THE REQUEST: Recast the data below as a JSON list of strings, one string per line, omitting blank lines.

RECORDS SHOWN:

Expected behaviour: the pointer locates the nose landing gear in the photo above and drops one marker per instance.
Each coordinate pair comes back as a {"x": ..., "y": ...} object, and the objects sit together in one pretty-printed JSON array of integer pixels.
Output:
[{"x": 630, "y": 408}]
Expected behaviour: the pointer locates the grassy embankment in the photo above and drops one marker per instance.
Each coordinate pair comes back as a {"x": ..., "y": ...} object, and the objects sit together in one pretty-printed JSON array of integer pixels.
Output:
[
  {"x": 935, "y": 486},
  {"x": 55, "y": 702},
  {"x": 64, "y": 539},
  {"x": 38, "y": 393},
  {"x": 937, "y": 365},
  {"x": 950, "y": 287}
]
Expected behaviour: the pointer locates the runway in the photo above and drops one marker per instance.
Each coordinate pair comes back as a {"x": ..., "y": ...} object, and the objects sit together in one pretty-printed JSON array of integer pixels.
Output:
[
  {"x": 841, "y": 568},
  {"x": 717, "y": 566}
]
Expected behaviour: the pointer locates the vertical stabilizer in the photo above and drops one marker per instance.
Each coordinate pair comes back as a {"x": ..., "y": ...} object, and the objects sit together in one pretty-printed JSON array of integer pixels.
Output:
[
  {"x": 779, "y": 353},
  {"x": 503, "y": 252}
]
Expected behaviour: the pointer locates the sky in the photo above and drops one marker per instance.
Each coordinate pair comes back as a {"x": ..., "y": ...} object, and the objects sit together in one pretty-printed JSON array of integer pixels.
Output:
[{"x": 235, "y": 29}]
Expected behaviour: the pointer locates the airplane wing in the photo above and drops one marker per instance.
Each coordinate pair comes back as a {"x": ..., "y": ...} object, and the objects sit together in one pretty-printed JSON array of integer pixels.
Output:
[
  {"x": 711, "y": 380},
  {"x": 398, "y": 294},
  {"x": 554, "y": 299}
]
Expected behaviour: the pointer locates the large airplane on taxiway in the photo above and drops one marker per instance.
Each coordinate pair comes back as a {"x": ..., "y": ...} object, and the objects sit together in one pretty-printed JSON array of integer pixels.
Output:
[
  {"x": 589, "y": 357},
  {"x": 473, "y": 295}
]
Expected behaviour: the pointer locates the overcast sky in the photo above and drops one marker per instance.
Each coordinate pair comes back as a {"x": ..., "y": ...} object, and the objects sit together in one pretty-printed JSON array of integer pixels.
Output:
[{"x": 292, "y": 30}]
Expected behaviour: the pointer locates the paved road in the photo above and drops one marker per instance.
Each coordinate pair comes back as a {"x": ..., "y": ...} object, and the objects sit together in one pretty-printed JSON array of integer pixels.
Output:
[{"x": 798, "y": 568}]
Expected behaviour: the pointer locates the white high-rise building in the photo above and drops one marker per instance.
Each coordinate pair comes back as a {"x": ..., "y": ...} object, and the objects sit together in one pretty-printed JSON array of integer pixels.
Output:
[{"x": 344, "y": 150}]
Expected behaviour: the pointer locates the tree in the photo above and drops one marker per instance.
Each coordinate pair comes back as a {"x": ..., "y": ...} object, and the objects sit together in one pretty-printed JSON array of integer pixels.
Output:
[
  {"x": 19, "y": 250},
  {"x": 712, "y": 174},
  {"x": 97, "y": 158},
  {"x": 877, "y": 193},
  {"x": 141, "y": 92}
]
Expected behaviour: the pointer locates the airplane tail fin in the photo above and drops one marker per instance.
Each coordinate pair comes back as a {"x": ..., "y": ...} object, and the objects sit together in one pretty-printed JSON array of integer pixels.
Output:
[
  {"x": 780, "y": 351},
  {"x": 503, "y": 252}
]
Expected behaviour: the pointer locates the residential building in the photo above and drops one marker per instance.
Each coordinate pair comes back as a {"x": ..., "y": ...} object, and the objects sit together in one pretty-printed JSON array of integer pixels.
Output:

SOLUTION FOR THIS TASK:
[
  "Expected behaviour: the pointer locates the nose landing gear in the photo above and drops one marker per instance.",
  "Each coordinate pair comes back as a {\"x\": ..., \"y\": ...} object, and the objects sit together in one pretty-printed JSON array of integer pixels.",
  "Output:",
  "[{\"x\": 630, \"y\": 408}]",
  "Expected behaviour: the pointer locates the grassy embankment in the photo above and drops one marker per instance.",
  "Each coordinate pair comes back as a {\"x\": ..., \"y\": ...} object, and the objects sit together in one pretty-printed JSON array of integer pixels.",
  "Output:",
  "[",
  "  {\"x\": 935, \"y\": 486},",
  "  {\"x\": 55, \"y\": 702},",
  "  {\"x\": 64, \"y\": 539},",
  "  {\"x\": 38, \"y\": 393},",
  "  {\"x\": 937, \"y\": 365},",
  "  {\"x\": 950, \"y\": 287}",
  "]",
  "Expected behaviour: the pointer locates the runway in the photo above and drops one marker per instance.",
  "Each coordinate pair comes back as a {\"x\": ..., \"y\": ...} object, and the objects sit together in one pretty-printed JSON array of integer pixels.",
  "Output:",
  "[",
  "  {\"x\": 841, \"y\": 568},",
  "  {\"x\": 717, \"y\": 566}",
  "]",
  "Expected behaviour: the pointer locates the vertical stabilizer in the photo above and drops one marker per instance.",
  "Each coordinate pair comes back as a {\"x\": ..., \"y\": ...} object, and the objects sit together in one pretty-printed JSON array of integer pixels.",
  "Output:",
  "[",
  "  {\"x\": 779, \"y\": 353},",
  "  {\"x\": 503, \"y\": 252}",
  "]",
  "Expected behaviour: the pointer locates the sky in the photo above and drops one marker per instance.",
  "Each coordinate pair comes back as a {\"x\": ..., \"y\": ...} object, and the objects sit together in one pretty-printed JSON array of integer pixels.",
  "Output:",
  "[{\"x\": 235, \"y\": 29}]",
  "Expected behaviour: the pointer locates the airplane wing in the photo above and drops one marker per instance.",
  "Each coordinate pair comes back as a {\"x\": ..., \"y\": ...} object, and the objects sit together in one pretty-printed JSON array of integer pixels.",
  "Output:",
  "[",
  "  {\"x\": 711, \"y\": 380},",
  "  {\"x\": 398, \"y\": 294},",
  "  {\"x\": 554, \"y\": 299}",
  "]",
  "Expected behaviour: the pointer locates the large airplane on taxiway in the photo above and drops one marker per instance.",
  "Each coordinate pair comes back as a {\"x\": ..., \"y\": ...} object, and the objects sit together in one pretty-printed JSON array of integer pixels.",
  "Output:",
  "[",
  "  {\"x\": 589, \"y\": 357},",
  "  {\"x\": 473, \"y\": 295}",
  "]",
  "Expected behaviour: the pointer locates the overcast sky in the photo above and drops one marker per instance.",
  "Each coordinate pair comes back as a {\"x\": ..., \"y\": ...} object, and the objects sit together in one pretty-printed JSON array of integer pixels.",
  "Output:",
  "[{\"x\": 292, \"y\": 30}]",
  "Expected behaviour: the pointer locates the paved road in the photo above and drops one marker per instance.",
  "Each coordinate pair comes back as a {\"x\": ..., \"y\": ...} object, and the objects sit together in one pretty-printed JSON array of integer pixels.",
  "Output:",
  "[{\"x\": 798, \"y\": 568}]",
  "Expected behaviour: the pointer locates the white high-rise building in the photo above and drops one marker per instance.",
  "Each coordinate pair comes back as a {\"x\": ..., \"y\": ...} object, and the objects sit together in one pretty-printed JSON array of integer pixels.",
  "Output:",
  "[{\"x\": 344, \"y\": 150}]",
  "Expected behaviour: the pointer locates the tree in the photo above and drops one marker per instance.",
  "Each coordinate pair comes back as a {\"x\": ..., \"y\": ...} object, and the objects sit together in one pretty-printed JSON array of integer pixels.",
  "Output:",
  "[",
  "  {\"x\": 19, \"y\": 250},",
  "  {\"x\": 712, \"y\": 174},",
  "  {\"x\": 97, \"y\": 158},",
  "  {\"x\": 877, \"y\": 193},",
  "  {\"x\": 141, \"y\": 92}",
  "]",
  "Expected behaviour: the pointer locates the airplane tail fin in the photo above and drops one marker per instance.",
  "Each coordinate pair comes back as a {\"x\": ..., \"y\": ...} object, and the objects sit together in one pretty-printed JSON array of integer pixels.",
  "Output:",
  "[",
  "  {\"x\": 780, \"y\": 351},",
  "  {\"x\": 503, \"y\": 252}",
  "]",
  "Expected behaviour: the pointer locates the residential building in the photo above and drops one marker per instance.",
  "Each coordinate pair comes back as a {\"x\": ..., \"y\": ...} object, and the objects sit together in one pretty-printed JSON array of integer pixels.",
  "Output:"
]